» PROVIDED MATERIAL
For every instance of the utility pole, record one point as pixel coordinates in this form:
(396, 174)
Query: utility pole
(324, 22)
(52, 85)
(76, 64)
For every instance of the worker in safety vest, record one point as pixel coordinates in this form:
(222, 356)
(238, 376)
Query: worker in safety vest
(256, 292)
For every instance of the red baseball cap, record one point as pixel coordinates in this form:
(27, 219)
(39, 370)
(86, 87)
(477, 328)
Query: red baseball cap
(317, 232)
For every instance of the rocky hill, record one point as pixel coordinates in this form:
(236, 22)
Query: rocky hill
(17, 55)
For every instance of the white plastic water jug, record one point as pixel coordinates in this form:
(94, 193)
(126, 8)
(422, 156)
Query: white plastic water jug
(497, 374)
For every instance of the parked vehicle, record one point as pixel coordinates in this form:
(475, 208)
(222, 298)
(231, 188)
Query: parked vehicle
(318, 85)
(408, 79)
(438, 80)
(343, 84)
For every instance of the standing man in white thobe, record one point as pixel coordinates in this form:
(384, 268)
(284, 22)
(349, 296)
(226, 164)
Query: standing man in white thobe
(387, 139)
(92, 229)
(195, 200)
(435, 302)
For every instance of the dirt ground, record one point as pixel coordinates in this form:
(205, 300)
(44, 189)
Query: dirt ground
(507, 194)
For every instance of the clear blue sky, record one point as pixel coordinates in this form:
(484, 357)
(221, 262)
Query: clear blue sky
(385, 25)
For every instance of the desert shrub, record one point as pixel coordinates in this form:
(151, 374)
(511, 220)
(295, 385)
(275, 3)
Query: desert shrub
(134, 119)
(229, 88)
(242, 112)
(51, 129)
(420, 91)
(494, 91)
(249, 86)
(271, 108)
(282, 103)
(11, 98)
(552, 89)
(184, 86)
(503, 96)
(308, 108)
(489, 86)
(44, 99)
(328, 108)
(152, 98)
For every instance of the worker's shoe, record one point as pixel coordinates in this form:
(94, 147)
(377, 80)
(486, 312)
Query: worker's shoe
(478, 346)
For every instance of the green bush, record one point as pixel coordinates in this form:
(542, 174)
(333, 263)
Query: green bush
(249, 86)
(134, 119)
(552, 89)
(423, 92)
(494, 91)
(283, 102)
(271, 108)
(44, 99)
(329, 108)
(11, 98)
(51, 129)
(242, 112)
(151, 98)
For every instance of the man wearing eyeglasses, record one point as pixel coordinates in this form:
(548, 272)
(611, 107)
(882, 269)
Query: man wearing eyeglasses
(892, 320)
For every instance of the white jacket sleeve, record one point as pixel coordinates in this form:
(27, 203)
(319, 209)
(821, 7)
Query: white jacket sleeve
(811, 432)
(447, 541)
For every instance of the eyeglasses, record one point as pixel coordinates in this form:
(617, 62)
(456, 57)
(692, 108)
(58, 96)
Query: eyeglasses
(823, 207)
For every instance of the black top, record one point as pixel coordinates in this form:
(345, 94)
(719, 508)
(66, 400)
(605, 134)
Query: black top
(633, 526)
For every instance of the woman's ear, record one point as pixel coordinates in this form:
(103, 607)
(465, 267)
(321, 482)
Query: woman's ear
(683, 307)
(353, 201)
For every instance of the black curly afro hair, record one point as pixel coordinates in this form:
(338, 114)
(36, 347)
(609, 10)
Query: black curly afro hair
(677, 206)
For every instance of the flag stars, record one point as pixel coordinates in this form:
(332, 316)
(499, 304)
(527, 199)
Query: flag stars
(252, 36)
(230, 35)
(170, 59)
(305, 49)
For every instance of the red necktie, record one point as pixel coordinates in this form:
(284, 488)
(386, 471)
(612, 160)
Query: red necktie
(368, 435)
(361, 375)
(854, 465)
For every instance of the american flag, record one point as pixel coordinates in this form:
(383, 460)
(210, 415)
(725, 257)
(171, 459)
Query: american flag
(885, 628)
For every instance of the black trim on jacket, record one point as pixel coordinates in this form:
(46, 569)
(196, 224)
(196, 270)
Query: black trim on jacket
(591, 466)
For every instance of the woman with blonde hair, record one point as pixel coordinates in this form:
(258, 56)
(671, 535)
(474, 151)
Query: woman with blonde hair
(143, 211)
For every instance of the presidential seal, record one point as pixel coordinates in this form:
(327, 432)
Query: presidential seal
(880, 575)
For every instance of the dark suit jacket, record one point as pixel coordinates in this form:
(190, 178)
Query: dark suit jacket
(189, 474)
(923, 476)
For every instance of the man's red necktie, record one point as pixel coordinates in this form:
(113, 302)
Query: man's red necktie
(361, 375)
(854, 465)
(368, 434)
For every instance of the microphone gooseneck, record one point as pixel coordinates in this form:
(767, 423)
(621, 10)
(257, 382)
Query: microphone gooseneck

» EXERCISE GOAL
Every entry should be output again exactly as written.

» REPLY TO THE EXERCISE
For every instance of the utility pole, record one point as pixel coordinates in this form:
(396, 174)
Query: utility pole
(324, 22)
(52, 85)
(76, 64)
For every instance of the worker in safety vest, record one point as pixel coordinates in this form:
(222, 356)
(238, 376)
Query: worker in safety vest
(256, 292)
For every instance of the red baseball cap, record one point as pixel coordinates in this form:
(27, 219)
(39, 370)
(86, 87)
(477, 328)
Query: red baseball cap
(317, 232)
For every instance of the rocky hill, record one point as pixel coordinates in this form:
(236, 22)
Query: rocky hill
(17, 55)
For every instance of the white plastic water jug, record one point as pixel coordinates in this form:
(94, 193)
(126, 8)
(422, 156)
Query: white plastic water jug
(497, 374)
For every instance of the parked vehicle, record one point as pixel coordinates in this form:
(475, 208)
(222, 298)
(231, 188)
Query: parked vehicle
(318, 85)
(408, 79)
(438, 80)
(343, 84)
For every instance of the standing man in white thobe, record one point as pixel coordinates in this form:
(384, 268)
(284, 22)
(349, 296)
(226, 164)
Query: standing man in white thobe
(387, 139)
(92, 229)
(195, 200)
(435, 302)
For every instance of the dirt ground, record one point as pixel coordinates in this form:
(205, 300)
(44, 189)
Query: dirt ground
(507, 194)
For every instance of the clear blue sky, record one point as pixel coordinates in this form:
(484, 357)
(221, 262)
Query: clear blue sky
(385, 25)
For every instance of the desert shrub, record one point as pixel coordinates in this form:
(151, 374)
(511, 220)
(295, 385)
(275, 3)
Query: desert shrub
(134, 119)
(229, 88)
(242, 112)
(51, 129)
(420, 91)
(494, 91)
(249, 86)
(271, 108)
(282, 103)
(11, 98)
(552, 89)
(184, 86)
(503, 96)
(308, 108)
(489, 86)
(44, 99)
(328, 108)
(152, 98)
For every instance of the worker's shoe, record one point as pixel coordinates in this form:
(94, 147)
(377, 80)
(486, 312)
Query: worker's shoe
(478, 346)
For every instance of the green bush, record one point as pixel coordinates in this form:
(542, 174)
(333, 263)
Query: green bush
(249, 86)
(134, 119)
(552, 89)
(423, 92)
(494, 91)
(283, 102)
(271, 108)
(44, 99)
(329, 108)
(11, 98)
(51, 129)
(242, 112)
(151, 98)
For every instance of the man wearing eyeglasses, record one point as pixel coordinates in this form:
(548, 272)
(611, 107)
(882, 269)
Query: man wearing eyeglasses
(892, 320)
For every instance of the white jacket sleeve, record one point as pixel coordinates in this form:
(27, 203)
(319, 209)
(821, 7)
Query: white jacket sleeve
(811, 432)
(447, 541)
For every instance of the eyeglasses, record one point as pixel coordinates in this form:
(617, 62)
(456, 57)
(692, 108)
(58, 96)
Query: eyeglasses
(823, 207)
For every instance of the black top, record one point as pixel coordinates in this form:
(345, 94)
(719, 508)
(66, 400)
(605, 134)
Query: black top
(633, 526)
For every instance of the woman's ear, record one point as pixel coordinates in this form:
(103, 607)
(465, 267)
(321, 482)
Query: woman's ear
(683, 307)
(353, 201)
For every instance of the black curly afro hair, record one point as pixel coordinates in this form:
(338, 114)
(36, 347)
(609, 10)
Query: black curly afro hair
(677, 206)
For every instance of the flag stars, record one point as pixel coordinates in this form:
(332, 316)
(499, 304)
(527, 199)
Query: flag stars
(252, 36)
(230, 35)
(170, 59)
(305, 49)
For every instance of the red necktie, record one point as pixel coordinates in this form:
(284, 488)
(386, 471)
(612, 160)
Query: red necktie
(368, 435)
(361, 375)
(854, 465)
For every instance of the american flag, record one point as pixel coordinates in this form:
(383, 460)
(210, 415)
(725, 257)
(171, 459)
Query: american flag
(885, 628)
For every instance of the black trim on jacket, record one point as pixel coordinates in this form:
(46, 569)
(196, 224)
(196, 270)
Query: black trim on jacket
(591, 466)
For every instance of the woman with blonde hair, record one point as pixel coordinates in this form:
(258, 56)
(671, 535)
(474, 151)
Query: woman with blonde hair
(143, 211)
For every instance of the presidential seal, record one point as pixel coordinates in this form:
(327, 432)
Query: presidential seal
(880, 575)
For every instance of the dark suit jacket, record one point as pixel coordinates in this form:
(190, 178)
Query: dark suit jacket
(189, 474)
(923, 476)
For every instance of the man's red necktie, record one point as pixel coordinates in this form:
(113, 302)
Query: man's red necktie
(361, 375)
(854, 465)
(368, 434)
For every instance of the microphone gooseneck, record one point as pixel coordinates in this form:
(767, 423)
(621, 10)
(257, 382)
Query: microphone gooseneck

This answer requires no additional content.